-- Short exercise --
Pull out every line of the data below that contains the string "hair". The match is case-sensitive.

========

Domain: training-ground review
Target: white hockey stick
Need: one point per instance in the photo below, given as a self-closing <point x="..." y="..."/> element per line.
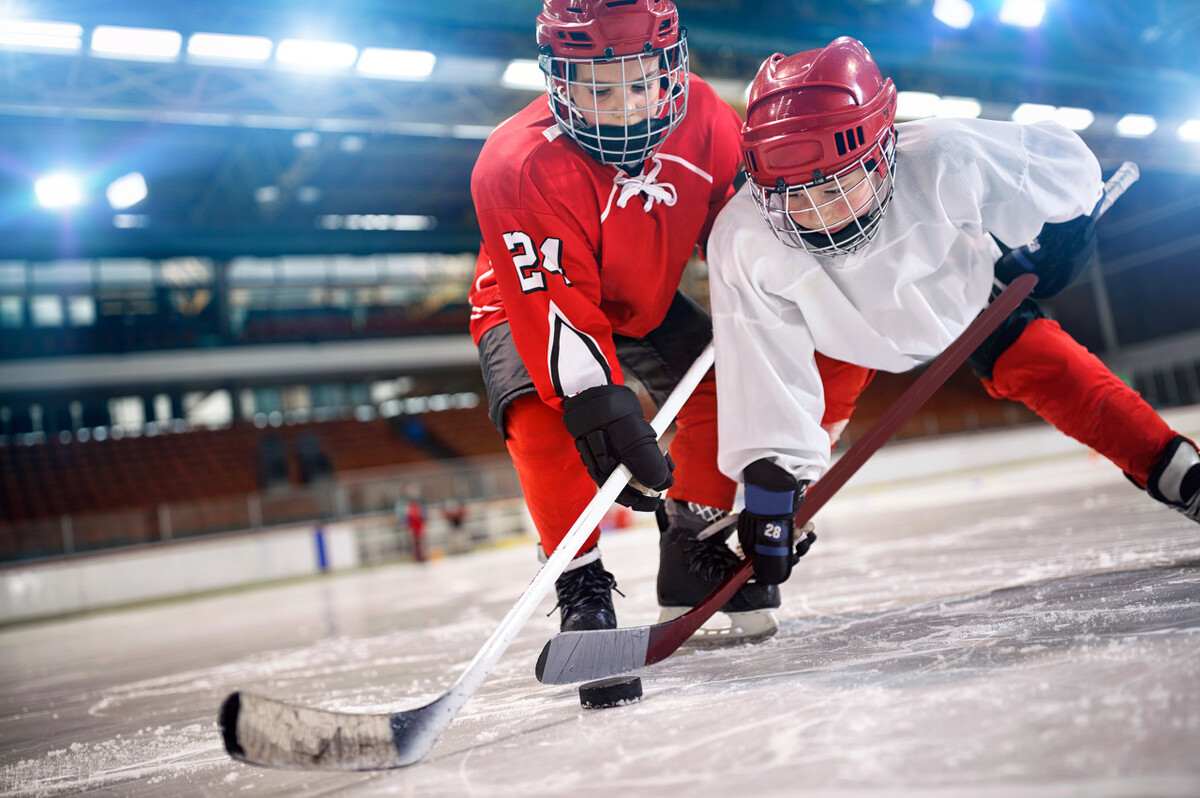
<point x="264" y="731"/>
<point x="1125" y="177"/>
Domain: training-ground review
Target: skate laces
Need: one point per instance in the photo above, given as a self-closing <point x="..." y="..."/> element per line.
<point x="583" y="587"/>
<point x="708" y="558"/>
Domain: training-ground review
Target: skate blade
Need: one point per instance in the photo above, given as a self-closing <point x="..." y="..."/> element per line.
<point x="726" y="629"/>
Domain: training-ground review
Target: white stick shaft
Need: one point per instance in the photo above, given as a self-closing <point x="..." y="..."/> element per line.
<point x="473" y="677"/>
<point x="1125" y="177"/>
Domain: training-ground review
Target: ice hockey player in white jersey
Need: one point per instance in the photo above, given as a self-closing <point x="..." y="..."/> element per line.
<point x="876" y="244"/>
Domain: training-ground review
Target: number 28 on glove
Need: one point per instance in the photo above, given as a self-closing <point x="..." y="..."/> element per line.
<point x="766" y="528"/>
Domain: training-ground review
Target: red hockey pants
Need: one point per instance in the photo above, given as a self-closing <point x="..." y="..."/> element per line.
<point x="1061" y="381"/>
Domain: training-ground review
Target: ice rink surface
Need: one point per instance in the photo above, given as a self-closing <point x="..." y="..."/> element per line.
<point x="1020" y="633"/>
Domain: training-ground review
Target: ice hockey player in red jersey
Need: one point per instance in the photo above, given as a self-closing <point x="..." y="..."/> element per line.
<point x="592" y="201"/>
<point x="877" y="244"/>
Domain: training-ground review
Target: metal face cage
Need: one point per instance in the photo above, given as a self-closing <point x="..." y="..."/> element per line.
<point x="835" y="214"/>
<point x="649" y="88"/>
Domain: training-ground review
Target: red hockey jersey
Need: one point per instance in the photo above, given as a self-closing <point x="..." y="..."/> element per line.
<point x="575" y="251"/>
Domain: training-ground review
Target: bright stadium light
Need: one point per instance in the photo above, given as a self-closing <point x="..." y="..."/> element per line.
<point x="959" y="107"/>
<point x="396" y="65"/>
<point x="35" y="35"/>
<point x="310" y="55"/>
<point x="1077" y="119"/>
<point x="523" y="73"/>
<point x="916" y="105"/>
<point x="126" y="191"/>
<point x="1029" y="113"/>
<point x="1023" y="13"/>
<point x="136" y="43"/>
<point x="955" y="13"/>
<point x="225" y="48"/>
<point x="58" y="190"/>
<point x="1137" y="126"/>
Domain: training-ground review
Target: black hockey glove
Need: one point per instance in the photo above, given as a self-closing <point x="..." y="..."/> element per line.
<point x="609" y="430"/>
<point x="766" y="527"/>
<point x="1057" y="256"/>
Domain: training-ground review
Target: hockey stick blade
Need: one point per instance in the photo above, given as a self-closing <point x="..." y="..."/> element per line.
<point x="586" y="655"/>
<point x="273" y="733"/>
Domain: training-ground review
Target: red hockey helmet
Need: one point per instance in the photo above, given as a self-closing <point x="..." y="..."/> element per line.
<point x="603" y="29"/>
<point x="815" y="119"/>
<point x="625" y="33"/>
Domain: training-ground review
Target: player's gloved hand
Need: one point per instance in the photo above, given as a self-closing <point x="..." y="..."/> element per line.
<point x="766" y="527"/>
<point x="609" y="430"/>
<point x="1057" y="256"/>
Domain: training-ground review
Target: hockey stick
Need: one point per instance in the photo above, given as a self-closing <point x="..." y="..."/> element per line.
<point x="1125" y="177"/>
<point x="585" y="655"/>
<point x="269" y="732"/>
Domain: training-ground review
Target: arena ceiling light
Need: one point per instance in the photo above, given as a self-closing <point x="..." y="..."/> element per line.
<point x="136" y="43"/>
<point x="523" y="73"/>
<point x="225" y="48"/>
<point x="312" y="55"/>
<point x="403" y="222"/>
<point x="40" y="36"/>
<point x="58" y="191"/>
<point x="1030" y="113"/>
<point x="1023" y="13"/>
<point x="959" y="107"/>
<point x="126" y="191"/>
<point x="396" y="65"/>
<point x="918" y="105"/>
<point x="1135" y="126"/>
<point x="955" y="13"/>
<point x="1077" y="119"/>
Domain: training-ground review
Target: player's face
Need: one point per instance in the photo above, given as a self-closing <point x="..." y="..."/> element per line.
<point x="618" y="93"/>
<point x="833" y="204"/>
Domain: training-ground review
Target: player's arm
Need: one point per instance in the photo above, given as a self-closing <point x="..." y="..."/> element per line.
<point x="1062" y="189"/>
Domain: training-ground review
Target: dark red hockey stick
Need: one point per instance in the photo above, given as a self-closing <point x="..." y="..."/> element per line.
<point x="586" y="655"/>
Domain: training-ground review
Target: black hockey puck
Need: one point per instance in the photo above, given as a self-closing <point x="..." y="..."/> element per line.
<point x="612" y="691"/>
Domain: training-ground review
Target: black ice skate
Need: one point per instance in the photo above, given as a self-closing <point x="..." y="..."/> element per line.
<point x="1175" y="481"/>
<point x="693" y="559"/>
<point x="585" y="594"/>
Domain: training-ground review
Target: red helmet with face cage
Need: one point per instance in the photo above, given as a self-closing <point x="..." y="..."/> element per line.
<point x="811" y="120"/>
<point x="600" y="29"/>
<point x="576" y="33"/>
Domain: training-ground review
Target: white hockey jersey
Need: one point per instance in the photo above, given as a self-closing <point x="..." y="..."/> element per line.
<point x="897" y="303"/>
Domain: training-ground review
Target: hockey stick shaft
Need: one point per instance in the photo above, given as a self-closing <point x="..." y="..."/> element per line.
<point x="666" y="639"/>
<point x="1125" y="177"/>
<point x="477" y="671"/>
<point x="580" y="657"/>
<point x="264" y="731"/>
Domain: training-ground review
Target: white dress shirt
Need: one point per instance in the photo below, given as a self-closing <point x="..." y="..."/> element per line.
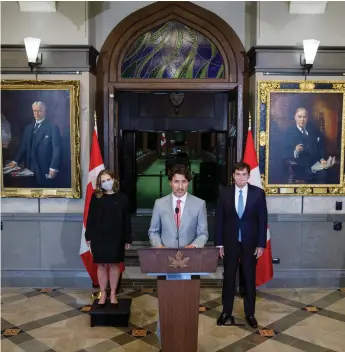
<point x="182" y="204"/>
<point x="295" y="152"/>
<point x="244" y="195"/>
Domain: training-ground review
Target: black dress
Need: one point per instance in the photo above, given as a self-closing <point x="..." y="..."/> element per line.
<point x="108" y="227"/>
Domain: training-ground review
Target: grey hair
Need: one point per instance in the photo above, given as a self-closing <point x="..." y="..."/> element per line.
<point x="40" y="103"/>
<point x="299" y="109"/>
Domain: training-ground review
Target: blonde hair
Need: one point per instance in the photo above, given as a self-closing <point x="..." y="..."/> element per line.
<point x="99" y="191"/>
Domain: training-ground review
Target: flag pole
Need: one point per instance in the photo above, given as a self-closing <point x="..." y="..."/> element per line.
<point x="95" y="118"/>
<point x="96" y="295"/>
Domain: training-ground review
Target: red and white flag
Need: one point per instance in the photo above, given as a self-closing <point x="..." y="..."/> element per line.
<point x="163" y="139"/>
<point x="264" y="267"/>
<point x="95" y="167"/>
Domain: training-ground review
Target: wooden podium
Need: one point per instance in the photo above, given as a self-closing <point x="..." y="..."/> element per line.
<point x="178" y="273"/>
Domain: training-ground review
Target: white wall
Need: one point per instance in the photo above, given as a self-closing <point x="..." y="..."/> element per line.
<point x="66" y="26"/>
<point x="277" y="27"/>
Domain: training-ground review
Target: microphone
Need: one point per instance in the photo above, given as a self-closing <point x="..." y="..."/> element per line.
<point x="177" y="211"/>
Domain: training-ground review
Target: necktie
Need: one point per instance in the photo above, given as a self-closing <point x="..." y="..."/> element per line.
<point x="178" y="215"/>
<point x="240" y="209"/>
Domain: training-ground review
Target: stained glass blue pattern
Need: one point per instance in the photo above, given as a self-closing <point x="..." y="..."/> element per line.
<point x="173" y="50"/>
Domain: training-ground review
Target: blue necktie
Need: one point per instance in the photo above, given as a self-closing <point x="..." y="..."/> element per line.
<point x="240" y="209"/>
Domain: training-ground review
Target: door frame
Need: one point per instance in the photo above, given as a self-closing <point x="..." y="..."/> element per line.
<point x="109" y="78"/>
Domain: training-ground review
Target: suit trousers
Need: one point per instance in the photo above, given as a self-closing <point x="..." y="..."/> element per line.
<point x="248" y="263"/>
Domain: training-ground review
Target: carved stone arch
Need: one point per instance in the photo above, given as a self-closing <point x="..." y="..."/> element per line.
<point x="122" y="36"/>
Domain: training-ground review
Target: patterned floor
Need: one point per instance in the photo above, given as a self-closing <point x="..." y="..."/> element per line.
<point x="42" y="320"/>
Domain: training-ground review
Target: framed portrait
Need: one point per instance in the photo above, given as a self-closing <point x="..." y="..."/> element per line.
<point x="300" y="137"/>
<point x="40" y="138"/>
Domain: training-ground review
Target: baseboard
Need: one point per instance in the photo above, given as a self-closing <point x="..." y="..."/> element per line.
<point x="283" y="278"/>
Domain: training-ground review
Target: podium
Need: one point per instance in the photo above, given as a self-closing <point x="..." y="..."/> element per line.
<point x="178" y="272"/>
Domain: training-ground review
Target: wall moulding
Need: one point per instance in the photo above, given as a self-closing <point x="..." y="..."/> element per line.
<point x="285" y="60"/>
<point x="56" y="59"/>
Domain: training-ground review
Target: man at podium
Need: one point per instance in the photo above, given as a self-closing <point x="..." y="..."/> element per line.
<point x="178" y="219"/>
<point x="241" y="219"/>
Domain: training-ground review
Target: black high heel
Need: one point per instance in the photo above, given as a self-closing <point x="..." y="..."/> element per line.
<point x="102" y="304"/>
<point x="115" y="304"/>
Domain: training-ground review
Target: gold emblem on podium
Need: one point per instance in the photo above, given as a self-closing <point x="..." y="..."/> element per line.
<point x="178" y="261"/>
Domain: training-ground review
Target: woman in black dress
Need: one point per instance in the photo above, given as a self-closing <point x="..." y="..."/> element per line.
<point x="108" y="231"/>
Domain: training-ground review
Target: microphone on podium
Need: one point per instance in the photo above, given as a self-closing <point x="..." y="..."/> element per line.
<point x="177" y="211"/>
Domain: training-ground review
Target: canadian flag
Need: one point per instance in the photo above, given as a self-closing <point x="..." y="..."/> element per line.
<point x="264" y="267"/>
<point x="163" y="140"/>
<point x="95" y="167"/>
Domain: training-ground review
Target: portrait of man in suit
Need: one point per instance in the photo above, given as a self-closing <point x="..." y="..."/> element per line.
<point x="241" y="230"/>
<point x="305" y="145"/>
<point x="40" y="148"/>
<point x="304" y="139"/>
<point x="178" y="219"/>
<point x="40" y="139"/>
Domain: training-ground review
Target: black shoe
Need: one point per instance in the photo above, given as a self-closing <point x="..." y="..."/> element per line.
<point x="252" y="322"/>
<point x="225" y="319"/>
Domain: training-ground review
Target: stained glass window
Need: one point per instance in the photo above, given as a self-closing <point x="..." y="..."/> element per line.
<point x="173" y="50"/>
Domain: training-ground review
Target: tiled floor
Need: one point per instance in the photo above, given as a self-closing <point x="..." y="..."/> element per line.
<point x="39" y="320"/>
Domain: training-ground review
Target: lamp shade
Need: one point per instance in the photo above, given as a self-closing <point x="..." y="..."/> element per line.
<point x="31" y="46"/>
<point x="310" y="47"/>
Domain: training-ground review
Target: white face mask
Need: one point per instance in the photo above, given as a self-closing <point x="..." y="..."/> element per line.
<point x="108" y="185"/>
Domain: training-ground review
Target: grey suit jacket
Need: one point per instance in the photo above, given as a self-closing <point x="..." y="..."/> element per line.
<point x="193" y="225"/>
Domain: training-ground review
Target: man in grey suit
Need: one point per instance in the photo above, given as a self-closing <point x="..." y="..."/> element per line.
<point x="178" y="219"/>
<point x="179" y="211"/>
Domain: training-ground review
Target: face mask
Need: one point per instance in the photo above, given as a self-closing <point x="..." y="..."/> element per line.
<point x="108" y="185"/>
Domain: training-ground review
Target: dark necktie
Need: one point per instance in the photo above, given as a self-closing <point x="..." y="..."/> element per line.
<point x="240" y="209"/>
<point x="178" y="215"/>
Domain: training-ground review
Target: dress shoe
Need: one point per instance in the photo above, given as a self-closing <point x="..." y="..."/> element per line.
<point x="252" y="322"/>
<point x="225" y="319"/>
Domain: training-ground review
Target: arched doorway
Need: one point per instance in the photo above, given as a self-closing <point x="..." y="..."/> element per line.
<point x="116" y="73"/>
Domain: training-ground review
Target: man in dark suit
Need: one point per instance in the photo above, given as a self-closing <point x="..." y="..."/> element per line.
<point x="305" y="145"/>
<point x="40" y="148"/>
<point x="241" y="220"/>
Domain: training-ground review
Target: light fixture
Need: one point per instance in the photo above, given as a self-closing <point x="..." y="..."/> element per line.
<point x="31" y="46"/>
<point x="310" y="47"/>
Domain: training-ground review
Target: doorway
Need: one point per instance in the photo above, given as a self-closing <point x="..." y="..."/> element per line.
<point x="147" y="157"/>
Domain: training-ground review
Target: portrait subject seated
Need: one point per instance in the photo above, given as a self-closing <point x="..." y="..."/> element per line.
<point x="304" y="148"/>
<point x="40" y="148"/>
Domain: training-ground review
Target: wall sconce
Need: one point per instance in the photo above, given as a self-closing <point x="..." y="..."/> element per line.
<point x="31" y="46"/>
<point x="310" y="47"/>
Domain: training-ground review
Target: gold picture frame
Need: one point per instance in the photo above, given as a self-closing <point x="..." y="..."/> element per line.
<point x="292" y="160"/>
<point x="48" y="157"/>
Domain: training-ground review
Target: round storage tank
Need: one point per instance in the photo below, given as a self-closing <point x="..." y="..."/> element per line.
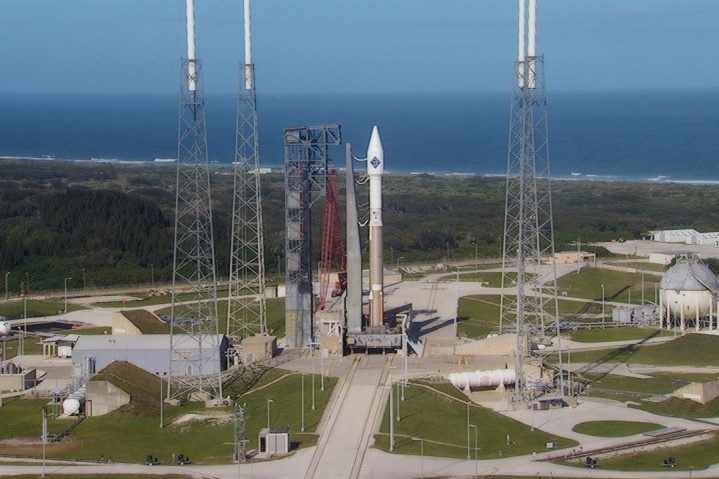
<point x="71" y="405"/>
<point x="5" y="328"/>
<point x="686" y="288"/>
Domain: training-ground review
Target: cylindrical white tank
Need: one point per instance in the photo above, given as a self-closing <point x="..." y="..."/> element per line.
<point x="72" y="405"/>
<point x="479" y="378"/>
<point x="5" y="328"/>
<point x="687" y="289"/>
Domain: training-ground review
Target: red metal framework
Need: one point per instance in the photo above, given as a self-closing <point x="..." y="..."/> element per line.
<point x="333" y="254"/>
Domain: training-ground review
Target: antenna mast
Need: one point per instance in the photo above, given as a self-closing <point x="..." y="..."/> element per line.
<point x="247" y="314"/>
<point x="528" y="224"/>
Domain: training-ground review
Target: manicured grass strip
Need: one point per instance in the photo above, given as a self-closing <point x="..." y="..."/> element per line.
<point x="614" y="428"/>
<point x="442" y="422"/>
<point x="631" y="384"/>
<point x="618" y="285"/>
<point x="689" y="350"/>
<point x="698" y="455"/>
<point x="132" y="432"/>
<point x="36" y="308"/>
<point x="599" y="335"/>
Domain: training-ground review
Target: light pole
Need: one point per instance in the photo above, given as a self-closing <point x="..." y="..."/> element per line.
<point x="476" y="256"/>
<point x="391" y="420"/>
<point x="162" y="421"/>
<point x="476" y="447"/>
<point x="269" y="401"/>
<point x="421" y="454"/>
<point x="302" y="425"/>
<point x="313" y="378"/>
<point x="66" y="293"/>
<point x="469" y="454"/>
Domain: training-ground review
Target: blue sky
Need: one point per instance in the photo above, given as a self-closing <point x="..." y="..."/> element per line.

========

-- Response --
Target: grey hair
Target: blonde hair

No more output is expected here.